Start Material for this task

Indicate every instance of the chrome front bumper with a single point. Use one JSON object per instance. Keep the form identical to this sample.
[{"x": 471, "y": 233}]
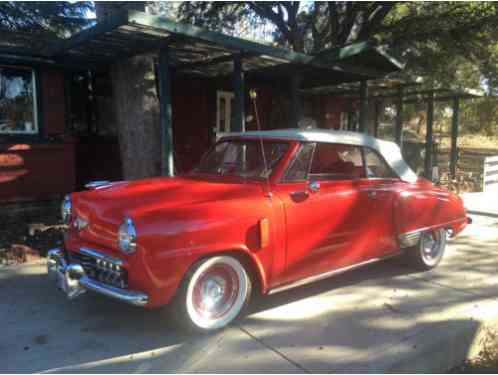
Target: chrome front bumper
[{"x": 71, "y": 279}]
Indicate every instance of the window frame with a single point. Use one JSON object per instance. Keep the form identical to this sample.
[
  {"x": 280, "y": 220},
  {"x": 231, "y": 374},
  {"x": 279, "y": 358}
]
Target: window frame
[
  {"x": 360, "y": 149},
  {"x": 290, "y": 163},
  {"x": 36, "y": 104},
  {"x": 382, "y": 159}
]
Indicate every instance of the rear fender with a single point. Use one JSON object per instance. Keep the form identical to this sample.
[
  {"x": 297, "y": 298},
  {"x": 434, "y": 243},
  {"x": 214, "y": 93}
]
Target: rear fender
[{"x": 417, "y": 211}]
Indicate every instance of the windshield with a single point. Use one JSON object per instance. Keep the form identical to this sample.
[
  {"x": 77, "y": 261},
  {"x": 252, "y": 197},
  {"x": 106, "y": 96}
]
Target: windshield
[{"x": 242, "y": 158}]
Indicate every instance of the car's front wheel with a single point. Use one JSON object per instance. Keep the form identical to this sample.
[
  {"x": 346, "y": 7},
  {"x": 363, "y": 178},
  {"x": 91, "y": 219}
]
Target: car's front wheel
[
  {"x": 430, "y": 249},
  {"x": 214, "y": 293}
]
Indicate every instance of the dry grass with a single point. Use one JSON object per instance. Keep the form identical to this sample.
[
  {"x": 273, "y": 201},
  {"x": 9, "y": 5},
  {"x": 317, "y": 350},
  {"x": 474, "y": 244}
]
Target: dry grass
[{"x": 487, "y": 360}]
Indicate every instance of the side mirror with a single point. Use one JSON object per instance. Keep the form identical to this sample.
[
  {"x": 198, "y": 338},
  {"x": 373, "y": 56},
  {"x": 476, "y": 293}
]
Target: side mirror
[{"x": 313, "y": 186}]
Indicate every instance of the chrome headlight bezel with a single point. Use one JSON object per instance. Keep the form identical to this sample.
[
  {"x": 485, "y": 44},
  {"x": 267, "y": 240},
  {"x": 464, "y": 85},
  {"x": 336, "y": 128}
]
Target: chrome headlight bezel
[
  {"x": 127, "y": 236},
  {"x": 66, "y": 208}
]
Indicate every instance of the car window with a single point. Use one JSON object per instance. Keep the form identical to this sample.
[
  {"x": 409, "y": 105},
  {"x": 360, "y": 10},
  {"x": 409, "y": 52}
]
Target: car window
[
  {"x": 336, "y": 162},
  {"x": 300, "y": 165},
  {"x": 376, "y": 166},
  {"x": 242, "y": 158}
]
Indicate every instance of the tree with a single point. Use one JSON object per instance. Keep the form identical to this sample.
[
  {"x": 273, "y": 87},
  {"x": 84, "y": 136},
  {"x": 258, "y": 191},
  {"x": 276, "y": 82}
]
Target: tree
[
  {"x": 59, "y": 18},
  {"x": 434, "y": 38}
]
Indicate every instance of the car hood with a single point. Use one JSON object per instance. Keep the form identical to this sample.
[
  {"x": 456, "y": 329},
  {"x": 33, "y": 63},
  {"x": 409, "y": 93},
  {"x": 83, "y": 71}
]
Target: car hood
[
  {"x": 104, "y": 208},
  {"x": 132, "y": 198}
]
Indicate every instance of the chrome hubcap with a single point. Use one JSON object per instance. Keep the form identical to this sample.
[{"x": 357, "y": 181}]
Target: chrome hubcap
[
  {"x": 432, "y": 245},
  {"x": 215, "y": 292}
]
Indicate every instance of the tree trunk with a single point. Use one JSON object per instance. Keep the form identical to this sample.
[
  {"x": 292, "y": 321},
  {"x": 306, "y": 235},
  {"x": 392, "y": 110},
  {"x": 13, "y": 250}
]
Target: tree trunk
[{"x": 137, "y": 113}]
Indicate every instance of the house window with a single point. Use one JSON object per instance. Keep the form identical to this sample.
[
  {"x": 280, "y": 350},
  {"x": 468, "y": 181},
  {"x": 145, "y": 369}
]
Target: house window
[
  {"x": 224, "y": 111},
  {"x": 17, "y": 101}
]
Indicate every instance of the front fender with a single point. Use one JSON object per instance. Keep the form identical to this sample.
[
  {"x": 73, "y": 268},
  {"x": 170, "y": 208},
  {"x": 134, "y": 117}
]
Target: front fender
[{"x": 171, "y": 242}]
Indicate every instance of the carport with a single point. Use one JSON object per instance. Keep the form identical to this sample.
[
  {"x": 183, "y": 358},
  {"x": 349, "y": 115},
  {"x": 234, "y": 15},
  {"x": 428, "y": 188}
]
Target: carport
[{"x": 195, "y": 51}]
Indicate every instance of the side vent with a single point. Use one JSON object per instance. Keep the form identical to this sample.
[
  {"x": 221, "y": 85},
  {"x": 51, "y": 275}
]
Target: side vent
[{"x": 264, "y": 233}]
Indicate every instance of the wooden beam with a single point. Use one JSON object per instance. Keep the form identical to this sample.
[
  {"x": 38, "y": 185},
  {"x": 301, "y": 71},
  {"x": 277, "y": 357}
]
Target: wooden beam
[
  {"x": 159, "y": 22},
  {"x": 376, "y": 118},
  {"x": 296, "y": 105},
  {"x": 165, "y": 120},
  {"x": 239, "y": 99},
  {"x": 363, "y": 107},
  {"x": 454, "y": 137},
  {"x": 428, "y": 137},
  {"x": 207, "y": 62},
  {"x": 398, "y": 131}
]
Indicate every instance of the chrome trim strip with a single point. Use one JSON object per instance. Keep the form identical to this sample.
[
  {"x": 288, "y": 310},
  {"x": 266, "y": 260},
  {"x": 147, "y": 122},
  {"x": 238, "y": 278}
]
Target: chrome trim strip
[
  {"x": 311, "y": 279},
  {"x": 58, "y": 268},
  {"x": 97, "y": 254},
  {"x": 409, "y": 239},
  {"x": 129, "y": 296}
]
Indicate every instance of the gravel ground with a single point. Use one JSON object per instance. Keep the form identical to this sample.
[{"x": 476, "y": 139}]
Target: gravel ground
[{"x": 487, "y": 360}]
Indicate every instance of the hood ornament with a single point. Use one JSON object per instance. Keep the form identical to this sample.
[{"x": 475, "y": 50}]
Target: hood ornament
[{"x": 96, "y": 184}]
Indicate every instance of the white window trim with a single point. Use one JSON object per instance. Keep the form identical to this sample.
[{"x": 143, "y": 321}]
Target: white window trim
[
  {"x": 35, "y": 107},
  {"x": 229, "y": 96}
]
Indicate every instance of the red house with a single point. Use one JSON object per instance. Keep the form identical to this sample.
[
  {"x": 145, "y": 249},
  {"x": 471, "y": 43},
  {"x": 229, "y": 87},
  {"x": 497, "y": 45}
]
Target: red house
[{"x": 58, "y": 119}]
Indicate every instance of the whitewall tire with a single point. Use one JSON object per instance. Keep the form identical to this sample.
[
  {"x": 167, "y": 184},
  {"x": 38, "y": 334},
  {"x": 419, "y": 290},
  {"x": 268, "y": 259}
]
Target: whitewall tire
[
  {"x": 214, "y": 293},
  {"x": 430, "y": 249}
]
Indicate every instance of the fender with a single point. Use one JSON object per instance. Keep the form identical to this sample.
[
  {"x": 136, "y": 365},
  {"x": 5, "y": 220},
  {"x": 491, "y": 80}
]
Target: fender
[{"x": 420, "y": 209}]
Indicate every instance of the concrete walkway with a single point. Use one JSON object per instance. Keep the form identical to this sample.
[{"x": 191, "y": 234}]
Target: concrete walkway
[
  {"x": 481, "y": 203},
  {"x": 384, "y": 318}
]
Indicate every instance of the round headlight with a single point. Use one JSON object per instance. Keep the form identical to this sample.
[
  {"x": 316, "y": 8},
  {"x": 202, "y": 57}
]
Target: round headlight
[
  {"x": 127, "y": 236},
  {"x": 66, "y": 209}
]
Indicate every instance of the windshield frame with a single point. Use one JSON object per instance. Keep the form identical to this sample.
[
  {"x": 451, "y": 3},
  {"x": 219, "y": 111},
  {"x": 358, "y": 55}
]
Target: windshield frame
[{"x": 277, "y": 170}]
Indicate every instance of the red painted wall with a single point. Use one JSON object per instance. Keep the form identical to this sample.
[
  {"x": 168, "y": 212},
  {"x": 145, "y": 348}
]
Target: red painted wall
[
  {"x": 36, "y": 171},
  {"x": 53, "y": 102},
  {"x": 37, "y": 168}
]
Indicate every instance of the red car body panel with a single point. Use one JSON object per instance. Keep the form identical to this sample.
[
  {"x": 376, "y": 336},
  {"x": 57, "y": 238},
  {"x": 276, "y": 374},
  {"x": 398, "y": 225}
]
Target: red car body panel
[{"x": 180, "y": 220}]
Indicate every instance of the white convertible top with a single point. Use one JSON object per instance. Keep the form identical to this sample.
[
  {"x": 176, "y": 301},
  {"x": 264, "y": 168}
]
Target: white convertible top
[{"x": 389, "y": 150}]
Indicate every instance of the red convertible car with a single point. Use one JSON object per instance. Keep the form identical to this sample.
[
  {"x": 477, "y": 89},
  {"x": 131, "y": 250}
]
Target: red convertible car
[{"x": 263, "y": 212}]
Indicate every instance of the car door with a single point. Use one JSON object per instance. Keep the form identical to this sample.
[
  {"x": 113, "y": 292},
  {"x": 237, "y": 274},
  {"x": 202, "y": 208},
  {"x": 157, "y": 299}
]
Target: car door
[
  {"x": 378, "y": 188},
  {"x": 323, "y": 209}
]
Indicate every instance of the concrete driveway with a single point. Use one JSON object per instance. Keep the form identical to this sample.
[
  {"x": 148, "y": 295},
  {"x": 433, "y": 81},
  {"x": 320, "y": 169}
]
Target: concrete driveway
[{"x": 382, "y": 318}]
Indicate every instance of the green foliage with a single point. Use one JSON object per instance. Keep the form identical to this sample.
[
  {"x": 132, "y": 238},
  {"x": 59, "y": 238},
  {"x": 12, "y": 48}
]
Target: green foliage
[{"x": 53, "y": 17}]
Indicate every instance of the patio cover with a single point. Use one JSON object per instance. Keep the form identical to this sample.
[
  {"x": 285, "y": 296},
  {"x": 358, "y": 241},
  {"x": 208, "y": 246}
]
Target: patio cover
[{"x": 199, "y": 51}]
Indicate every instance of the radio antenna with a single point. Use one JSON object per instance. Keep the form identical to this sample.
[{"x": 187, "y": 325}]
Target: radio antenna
[{"x": 253, "y": 95}]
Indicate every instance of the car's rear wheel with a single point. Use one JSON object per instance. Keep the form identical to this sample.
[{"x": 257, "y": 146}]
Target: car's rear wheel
[
  {"x": 430, "y": 249},
  {"x": 214, "y": 293}
]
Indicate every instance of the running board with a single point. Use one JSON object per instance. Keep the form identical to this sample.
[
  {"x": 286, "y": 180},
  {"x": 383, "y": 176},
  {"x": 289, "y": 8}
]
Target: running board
[{"x": 326, "y": 275}]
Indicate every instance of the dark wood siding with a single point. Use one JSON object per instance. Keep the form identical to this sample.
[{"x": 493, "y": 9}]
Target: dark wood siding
[
  {"x": 37, "y": 171},
  {"x": 37, "y": 167},
  {"x": 53, "y": 102}
]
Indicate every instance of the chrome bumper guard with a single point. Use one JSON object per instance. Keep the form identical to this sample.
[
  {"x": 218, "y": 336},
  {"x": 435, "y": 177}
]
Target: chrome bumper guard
[{"x": 71, "y": 279}]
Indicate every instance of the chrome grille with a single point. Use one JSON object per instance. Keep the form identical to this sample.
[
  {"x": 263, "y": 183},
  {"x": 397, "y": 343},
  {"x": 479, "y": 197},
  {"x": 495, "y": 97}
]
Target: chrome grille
[{"x": 99, "y": 270}]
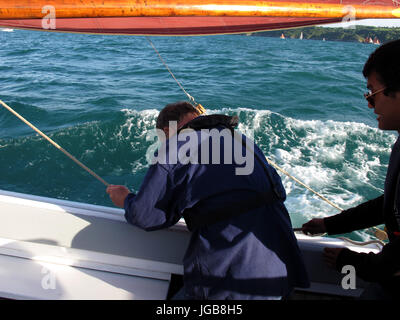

End Material for this task

Your objective:
Identify every line of the records that contains the string "fender" and copy each such line. Matching is case-sensitive.

Right answer:
Indicate every instance of the rear fender with a single point. Use one JSON object per instance. Keep the form identical to this sample.
Target: rear fender
Indicate every instance of the front fender with a single point. Use one JSON object per instance. Keep the form identical to this sample.
Target: front fender
Indicate every instance of the fender with a single point. Use one JSON object per instance. Keep the form identical to this sample.
Target: fender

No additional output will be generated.